■ **DESCRIPTION OF THE TASK**
Recast the records below as a Markdown table with the columns Row and Line, numbering each non-blank line in order. Leave out the pictures and skip blank lines.

■ **TASK INPUTS**

++++++++

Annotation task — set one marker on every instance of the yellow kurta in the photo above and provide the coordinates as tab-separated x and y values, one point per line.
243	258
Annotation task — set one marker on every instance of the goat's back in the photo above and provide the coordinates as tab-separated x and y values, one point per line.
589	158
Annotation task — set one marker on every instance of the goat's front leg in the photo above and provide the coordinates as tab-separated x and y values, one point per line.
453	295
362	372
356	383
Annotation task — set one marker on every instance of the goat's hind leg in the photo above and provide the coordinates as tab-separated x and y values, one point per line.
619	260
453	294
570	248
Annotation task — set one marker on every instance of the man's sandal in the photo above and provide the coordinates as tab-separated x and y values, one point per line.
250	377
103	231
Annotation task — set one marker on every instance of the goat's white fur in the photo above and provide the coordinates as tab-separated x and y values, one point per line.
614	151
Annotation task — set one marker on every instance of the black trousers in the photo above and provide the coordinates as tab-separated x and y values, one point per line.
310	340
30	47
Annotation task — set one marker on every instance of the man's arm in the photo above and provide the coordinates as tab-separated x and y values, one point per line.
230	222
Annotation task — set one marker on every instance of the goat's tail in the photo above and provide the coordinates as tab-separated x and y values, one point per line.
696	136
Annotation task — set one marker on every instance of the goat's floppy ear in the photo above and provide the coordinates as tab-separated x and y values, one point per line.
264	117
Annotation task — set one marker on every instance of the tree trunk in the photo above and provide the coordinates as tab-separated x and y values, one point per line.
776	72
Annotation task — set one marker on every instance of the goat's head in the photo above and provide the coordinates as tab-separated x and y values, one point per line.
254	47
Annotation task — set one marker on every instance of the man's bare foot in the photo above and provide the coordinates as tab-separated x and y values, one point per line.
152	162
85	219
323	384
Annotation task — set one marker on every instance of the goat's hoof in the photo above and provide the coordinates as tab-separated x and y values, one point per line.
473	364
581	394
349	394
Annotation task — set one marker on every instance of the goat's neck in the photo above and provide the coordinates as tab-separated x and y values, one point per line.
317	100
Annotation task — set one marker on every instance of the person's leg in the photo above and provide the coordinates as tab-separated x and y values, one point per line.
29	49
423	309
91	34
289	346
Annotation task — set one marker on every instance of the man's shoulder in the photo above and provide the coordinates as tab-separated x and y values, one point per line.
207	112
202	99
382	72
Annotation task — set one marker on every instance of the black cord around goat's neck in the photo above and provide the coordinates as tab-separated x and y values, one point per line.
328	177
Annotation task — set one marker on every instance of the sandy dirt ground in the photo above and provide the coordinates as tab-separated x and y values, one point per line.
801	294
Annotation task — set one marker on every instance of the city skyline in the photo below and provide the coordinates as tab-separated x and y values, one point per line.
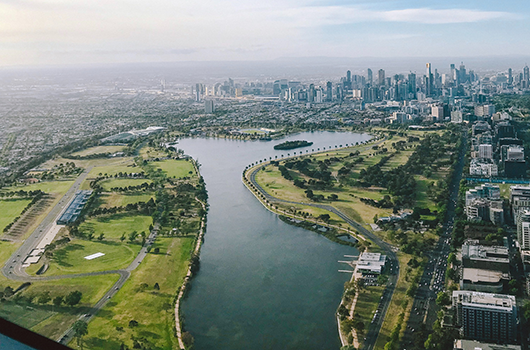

++++++++

■ **FULL SOLUTION**
| Row | Line |
|---|---|
| 1 | Annotation task — set one marker on every instance of the yellow kurta in the photo above and provide the coordinates as tab-separated x and y values, one point per line. |
| 2 | 243	258 |
| 3 | Annotation task — set one marker on every instance of the goat's back in the photo above and provide the coordinates as tab-separated x and y values, one point per line. |
| 4 | 589	158 |
| 5 | Annotation task — set one marker on every instance of the goat's front leg in the photo above and provide the coordinates as tab-separated x and y values, one point per line. |
| 6 | 453	295 |
| 7 | 362	372 |
| 8 | 356	383 |
| 9 | Annotation task — set one marker on every instance of the goat's hind leg in the photo above and provide the coordinates as tab-separated x and y values, one point per line. |
| 10 | 619	260 |
| 11 | 453	294 |
| 12 | 570	248 |
| 13 | Annotation task — set one marker on every instance of the man's sandal in the photo above and provide the coordinates as tab-separated x and y values, one point per line. |
| 14 | 250	377 |
| 15 | 103	231 |
| 16 | Annotation task — set one marker on every instance of the goat's white fur in the photo above and provide the coordinates as tab-separated x and y values, one point per line. |
| 17 | 614	151 |
| 18 | Annotation task — set one marker on every instance of the black trousers in the photo above and provide the coordinates as tab-separated x and y values, one point per line. |
| 19 | 310	340 |
| 20 | 30	47 |
| 21 | Annotation task — set one marker on every instance of the man's arm in the photo above and provide the coordinates as tab-separated x and y values, one point per line. |
| 22 | 230	222 |
| 23 | Annotation task — set one marker on every instance of the goat's tail in the photo above and provide the coordinates as tab-separated x and y values, one point per line. |
| 24 | 696	136 |
| 25 | Annotation task — set one marker on every instance of the goat's floppy ear in the photo above and provide the coordinates as tab-separated x and y values, one point per line. |
| 26 | 264	117 |
| 27 | Annotation task — set one marker on every instance of the tree trunk in the photo above and provide the coordinates as tab-separated x and y values, one point per line. |
| 28 | 776	72 |
| 29 | Annotation task — set one marker on every instance of the goat's head in the photo above and provide the coordinates as tab-separated x and y values, one point per line. |
| 30 | 254	47 |
| 31 | Annotation task — set one marker on every instance of the man's bare foot in the photo above and provide the coordinates as tab-separated x and y values, one point per line. |
| 32 | 152	162 |
| 33 | 85	219 |
| 34 | 323	384 |
| 35 | Annotation task — set one marker on every instance of the goat's hoof in the photo above and provide the coordinates as tab-separated x and y values, one point per line. |
| 36 | 473	364 |
| 37 | 581	394 |
| 38 | 349	394 |
| 39 | Annotation task — set one marker on every instance of the goat's neck in the photo above and provide the coordinates as tab-separated x and y values, one point per line. |
| 40 | 317	100 |
| 41 | Annotation task — set one marker on every instance of the person's leg in the photo above and provide the coordinates as tab-separated x and y values, one point per line. |
| 42 | 29	49 |
| 43 | 423	309 |
| 44 | 91	34 |
| 45 | 289	346 |
| 46 | Annotation task — set one marker on every instance of the man's shoulder in the photo above and provide the coordinates as tab-separated x and y values, one point per line. |
| 47 | 207	112 |
| 48 | 202	99 |
| 49 | 382	72 |
| 50 | Annotation task — set one marker on every instance of the black cord around goat's neck in the photo above and provide the coordinates as tab-separated x and y values, one point per line. |
| 51 | 328	177 |
| 52 | Annotation task — set one marker on every instance of the sandy dirt ground in the photo above and provide the coordinates as tab-separated x and y values, one point per line. |
| 53 | 801	294 |
| 54 | Annotation task — set one marker on every instance of the city skyline in the photo below and provide the coordinates as tab-separated x and y values, one point per line. |